# [Exercise prompt]
Quote exactly, and only, the lines from the one with "Where can you spot the blue" through the end of the listing.

# [Task inputs]
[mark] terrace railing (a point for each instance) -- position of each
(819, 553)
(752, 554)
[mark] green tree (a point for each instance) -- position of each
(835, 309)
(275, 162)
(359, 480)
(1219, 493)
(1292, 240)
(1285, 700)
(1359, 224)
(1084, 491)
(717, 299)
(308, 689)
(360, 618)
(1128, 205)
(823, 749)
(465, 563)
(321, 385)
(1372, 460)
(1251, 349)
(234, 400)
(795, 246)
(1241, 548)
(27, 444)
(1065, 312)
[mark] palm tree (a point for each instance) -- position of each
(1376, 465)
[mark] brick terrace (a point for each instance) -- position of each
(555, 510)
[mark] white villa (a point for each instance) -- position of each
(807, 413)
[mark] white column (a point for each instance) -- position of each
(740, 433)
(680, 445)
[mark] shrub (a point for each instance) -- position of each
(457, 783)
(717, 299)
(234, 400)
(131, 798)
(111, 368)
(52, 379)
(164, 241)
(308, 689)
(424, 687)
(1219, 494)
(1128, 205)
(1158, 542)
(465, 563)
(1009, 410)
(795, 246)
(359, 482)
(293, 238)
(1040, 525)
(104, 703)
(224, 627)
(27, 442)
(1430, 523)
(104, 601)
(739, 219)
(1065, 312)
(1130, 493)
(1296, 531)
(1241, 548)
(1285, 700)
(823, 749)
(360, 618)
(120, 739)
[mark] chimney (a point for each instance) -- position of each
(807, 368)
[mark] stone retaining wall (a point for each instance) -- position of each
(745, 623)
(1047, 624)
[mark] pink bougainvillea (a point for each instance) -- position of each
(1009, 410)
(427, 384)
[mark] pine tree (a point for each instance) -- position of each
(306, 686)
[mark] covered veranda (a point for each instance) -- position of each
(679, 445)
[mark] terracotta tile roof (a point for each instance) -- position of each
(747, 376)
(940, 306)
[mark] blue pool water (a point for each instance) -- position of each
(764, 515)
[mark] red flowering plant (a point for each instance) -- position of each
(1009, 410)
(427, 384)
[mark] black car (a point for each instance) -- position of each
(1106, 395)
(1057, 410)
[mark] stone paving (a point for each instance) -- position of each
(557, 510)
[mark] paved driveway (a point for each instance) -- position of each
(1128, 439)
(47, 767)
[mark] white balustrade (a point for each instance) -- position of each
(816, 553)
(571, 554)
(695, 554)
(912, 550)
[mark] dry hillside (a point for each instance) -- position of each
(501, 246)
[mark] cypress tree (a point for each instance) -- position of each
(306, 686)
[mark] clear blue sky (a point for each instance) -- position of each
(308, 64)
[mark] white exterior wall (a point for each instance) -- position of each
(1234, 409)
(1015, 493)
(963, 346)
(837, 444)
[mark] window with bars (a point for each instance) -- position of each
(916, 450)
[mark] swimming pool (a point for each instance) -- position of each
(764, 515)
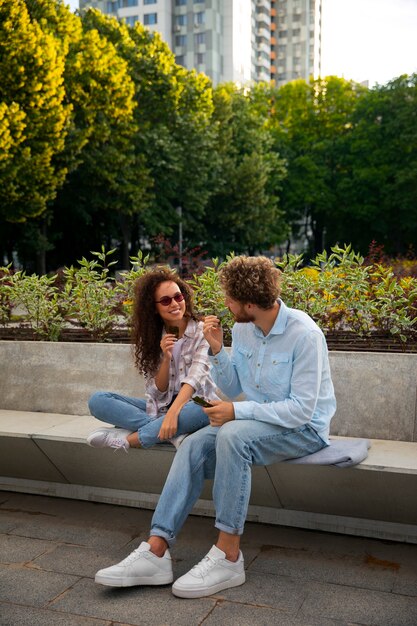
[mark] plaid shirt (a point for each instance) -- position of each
(194, 369)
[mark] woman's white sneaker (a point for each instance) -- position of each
(213, 574)
(141, 567)
(109, 438)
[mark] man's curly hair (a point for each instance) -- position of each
(250, 279)
(147, 324)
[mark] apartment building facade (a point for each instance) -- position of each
(243, 41)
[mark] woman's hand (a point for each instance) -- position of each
(169, 426)
(167, 345)
(213, 332)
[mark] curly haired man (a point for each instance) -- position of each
(279, 361)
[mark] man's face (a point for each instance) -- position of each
(238, 311)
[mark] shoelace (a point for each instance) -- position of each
(118, 444)
(131, 557)
(204, 566)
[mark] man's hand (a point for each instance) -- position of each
(213, 332)
(220, 413)
(169, 426)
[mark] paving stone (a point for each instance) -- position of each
(232, 614)
(77, 560)
(301, 564)
(31, 586)
(365, 607)
(57, 530)
(13, 615)
(268, 591)
(141, 606)
(21, 549)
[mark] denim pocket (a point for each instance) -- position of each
(243, 362)
(280, 367)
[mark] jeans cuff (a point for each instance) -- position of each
(158, 532)
(228, 529)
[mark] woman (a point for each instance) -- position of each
(171, 353)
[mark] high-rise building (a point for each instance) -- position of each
(242, 41)
(296, 39)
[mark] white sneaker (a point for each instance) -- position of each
(177, 441)
(211, 575)
(141, 567)
(109, 438)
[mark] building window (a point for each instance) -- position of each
(199, 18)
(199, 39)
(150, 18)
(131, 20)
(181, 20)
(181, 40)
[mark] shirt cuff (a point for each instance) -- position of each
(220, 359)
(243, 410)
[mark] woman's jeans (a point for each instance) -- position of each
(130, 413)
(225, 454)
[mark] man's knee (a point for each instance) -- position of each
(95, 401)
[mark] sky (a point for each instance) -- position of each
(373, 40)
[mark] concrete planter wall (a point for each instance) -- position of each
(376, 392)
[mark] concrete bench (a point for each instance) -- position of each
(44, 388)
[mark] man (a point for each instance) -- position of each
(280, 362)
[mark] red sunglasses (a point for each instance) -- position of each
(166, 300)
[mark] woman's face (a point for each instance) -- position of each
(172, 312)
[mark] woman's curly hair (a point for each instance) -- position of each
(147, 324)
(250, 279)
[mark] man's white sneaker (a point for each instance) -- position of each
(213, 574)
(141, 567)
(109, 438)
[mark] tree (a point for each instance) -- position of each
(243, 214)
(309, 122)
(33, 114)
(382, 168)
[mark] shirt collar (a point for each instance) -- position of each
(280, 323)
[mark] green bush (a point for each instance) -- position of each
(338, 290)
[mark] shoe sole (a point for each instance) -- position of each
(108, 581)
(208, 591)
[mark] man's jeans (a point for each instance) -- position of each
(225, 454)
(130, 413)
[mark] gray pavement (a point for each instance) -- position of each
(50, 549)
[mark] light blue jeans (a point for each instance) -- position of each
(225, 454)
(130, 413)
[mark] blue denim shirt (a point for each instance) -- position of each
(284, 375)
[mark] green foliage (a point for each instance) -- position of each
(90, 295)
(341, 293)
(338, 290)
(39, 297)
(33, 113)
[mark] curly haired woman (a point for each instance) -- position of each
(175, 368)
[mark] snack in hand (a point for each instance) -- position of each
(201, 401)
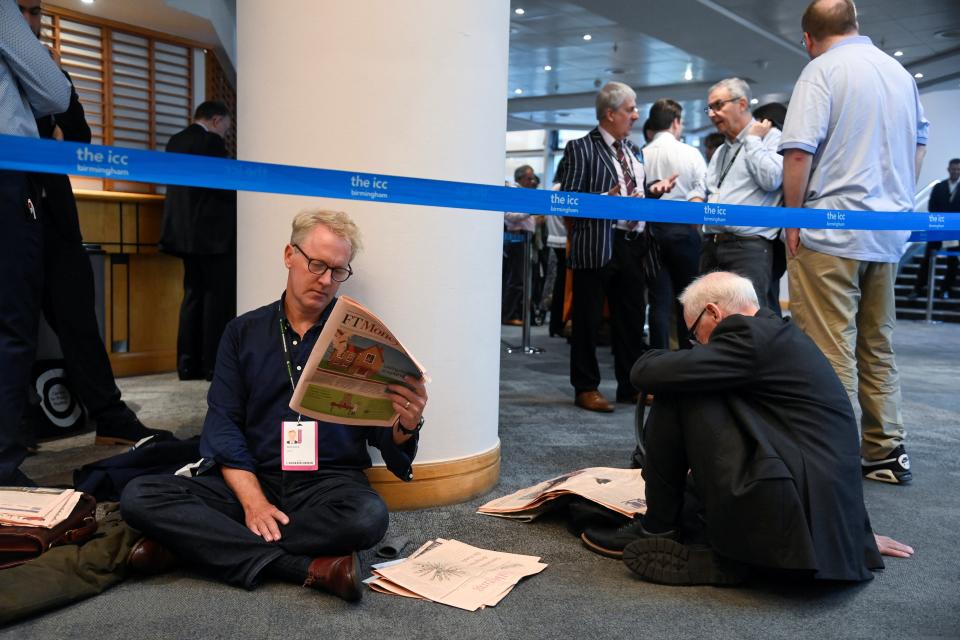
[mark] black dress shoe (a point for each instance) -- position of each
(611, 542)
(666, 561)
(125, 428)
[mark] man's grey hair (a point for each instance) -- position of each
(738, 88)
(731, 292)
(336, 221)
(612, 96)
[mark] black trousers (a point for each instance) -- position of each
(751, 258)
(924, 273)
(69, 298)
(332, 512)
(621, 282)
(680, 262)
(21, 278)
(209, 303)
(559, 289)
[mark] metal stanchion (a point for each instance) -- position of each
(930, 278)
(524, 346)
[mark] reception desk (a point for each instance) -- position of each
(142, 288)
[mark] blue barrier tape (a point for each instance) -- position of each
(118, 163)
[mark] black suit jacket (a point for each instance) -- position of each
(197, 220)
(590, 169)
(773, 447)
(940, 199)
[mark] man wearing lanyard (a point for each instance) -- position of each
(253, 520)
(746, 169)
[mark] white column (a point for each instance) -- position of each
(414, 88)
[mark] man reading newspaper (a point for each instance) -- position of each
(288, 498)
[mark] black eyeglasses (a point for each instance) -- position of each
(692, 334)
(716, 106)
(319, 267)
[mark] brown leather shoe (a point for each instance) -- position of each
(339, 575)
(149, 558)
(593, 401)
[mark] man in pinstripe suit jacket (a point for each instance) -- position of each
(605, 255)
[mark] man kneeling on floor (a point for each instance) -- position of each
(757, 416)
(248, 520)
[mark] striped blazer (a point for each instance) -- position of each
(590, 169)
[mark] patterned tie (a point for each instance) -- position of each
(628, 179)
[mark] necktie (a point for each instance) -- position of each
(628, 180)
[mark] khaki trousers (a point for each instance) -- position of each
(847, 308)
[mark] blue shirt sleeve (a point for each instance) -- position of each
(223, 439)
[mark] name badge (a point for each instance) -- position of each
(298, 445)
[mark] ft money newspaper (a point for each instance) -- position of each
(347, 374)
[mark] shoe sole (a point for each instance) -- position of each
(603, 551)
(110, 440)
(663, 561)
(888, 476)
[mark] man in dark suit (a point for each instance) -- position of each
(605, 255)
(760, 420)
(945, 197)
(68, 287)
(200, 226)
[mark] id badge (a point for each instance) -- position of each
(298, 445)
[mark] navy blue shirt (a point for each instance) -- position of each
(250, 396)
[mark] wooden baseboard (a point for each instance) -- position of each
(438, 483)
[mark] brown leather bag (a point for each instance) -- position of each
(19, 544)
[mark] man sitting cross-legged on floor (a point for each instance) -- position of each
(757, 416)
(249, 519)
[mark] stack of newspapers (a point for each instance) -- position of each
(455, 574)
(620, 490)
(36, 506)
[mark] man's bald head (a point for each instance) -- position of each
(825, 18)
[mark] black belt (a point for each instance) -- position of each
(717, 238)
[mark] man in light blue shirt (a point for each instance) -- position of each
(31, 85)
(747, 170)
(853, 139)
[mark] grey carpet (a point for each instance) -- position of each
(579, 594)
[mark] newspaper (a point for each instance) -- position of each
(454, 573)
(621, 490)
(354, 360)
(36, 506)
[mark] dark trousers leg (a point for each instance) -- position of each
(559, 288)
(21, 277)
(513, 282)
(202, 522)
(190, 331)
(587, 316)
(219, 303)
(666, 465)
(68, 304)
(680, 262)
(624, 284)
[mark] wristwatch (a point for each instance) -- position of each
(410, 432)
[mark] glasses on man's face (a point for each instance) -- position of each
(692, 334)
(716, 106)
(319, 267)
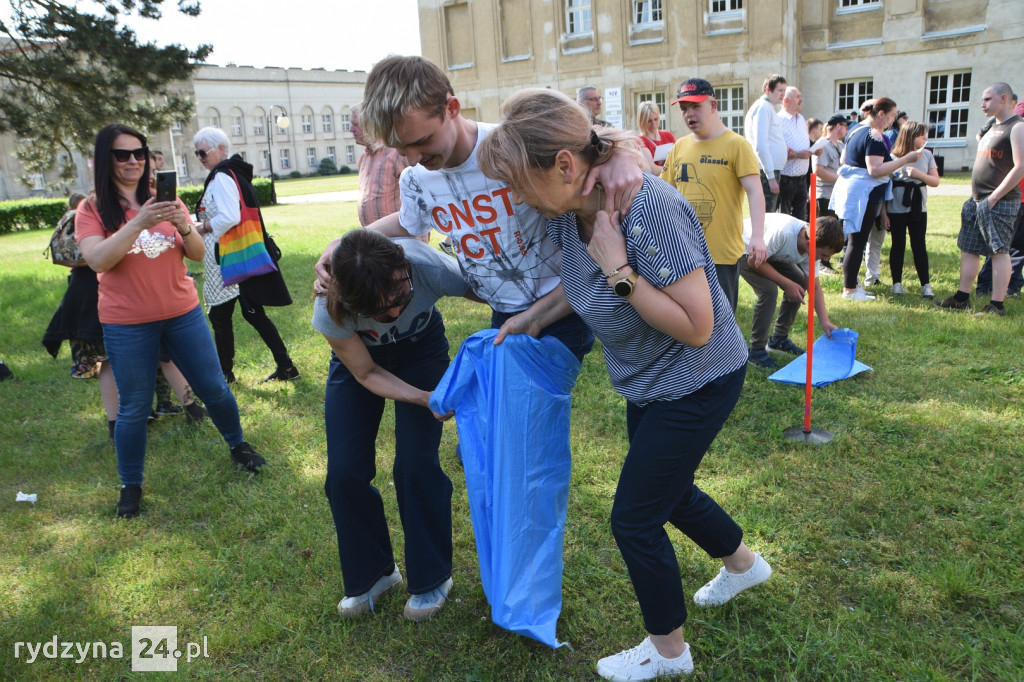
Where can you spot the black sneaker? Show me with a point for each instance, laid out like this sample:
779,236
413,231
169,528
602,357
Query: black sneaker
128,504
195,413
245,455
283,374
167,409
784,345
952,304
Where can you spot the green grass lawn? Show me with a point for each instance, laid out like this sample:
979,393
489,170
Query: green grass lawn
896,548
316,185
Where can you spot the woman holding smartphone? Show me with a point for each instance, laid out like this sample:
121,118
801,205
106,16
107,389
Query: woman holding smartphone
146,301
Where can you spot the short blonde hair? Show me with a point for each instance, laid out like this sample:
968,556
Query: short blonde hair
397,85
538,124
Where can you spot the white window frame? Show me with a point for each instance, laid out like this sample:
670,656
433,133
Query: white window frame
725,8
579,18
948,103
647,13
730,105
850,6
863,89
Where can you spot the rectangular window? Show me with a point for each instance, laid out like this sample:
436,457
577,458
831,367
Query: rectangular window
646,12
659,99
578,20
851,94
730,107
948,102
723,6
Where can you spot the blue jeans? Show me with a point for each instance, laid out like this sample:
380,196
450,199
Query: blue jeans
668,439
570,330
133,351
352,417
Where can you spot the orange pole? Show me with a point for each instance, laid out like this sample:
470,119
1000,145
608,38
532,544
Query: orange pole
811,271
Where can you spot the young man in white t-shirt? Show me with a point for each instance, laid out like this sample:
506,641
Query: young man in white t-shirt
787,242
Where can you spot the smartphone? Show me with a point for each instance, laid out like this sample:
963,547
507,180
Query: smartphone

# [Expected output]
Where can you spot the blue jeans? Show me with a point for each instance, laid out like this sample:
380,196
450,199
Query: blue jeans
668,439
570,330
133,351
352,417
Where can you spot the orange pole? Show me with a point for each instance, laid out like this sample:
470,119
1000,145
608,38
532,544
Query: orange pole
811,271
Where can you spot the young man in white t-shirt? Show me with a point for each instance, laid out like this sample:
506,641
Query: young man in white t-shirt
787,242
Where can you spot the smartphone? Show me with a point for each instance, laid out like this sample:
963,547
507,180
Query: smartphone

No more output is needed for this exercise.